What is being asked — Please render each line of the items below as one string in a JSON list, omitting blank lines. Leave the pictures out of the answer.

Dataset excerpt
━━━━━━━━━━━━━━━━━━━━

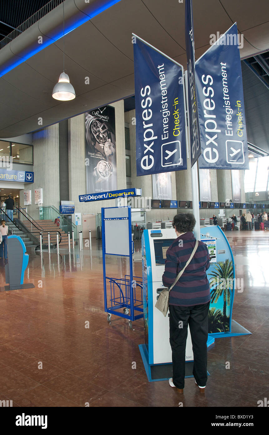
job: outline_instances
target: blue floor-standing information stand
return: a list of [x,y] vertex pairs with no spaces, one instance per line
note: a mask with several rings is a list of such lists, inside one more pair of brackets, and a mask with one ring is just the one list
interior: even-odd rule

━━━━━━━━━━━━━━━━━━━━

Task output —
[
  "job: outline_instances",
  "target: blue floor-standing information stand",
  "return: a list of [x,y] vertex pairs with no spaces, one instance per line",
  "note: a mask with several rings is a list of such lists, inside one more pair of brackets, and a mask with one ring is just the one list",
  "interior: even-odd rule"
]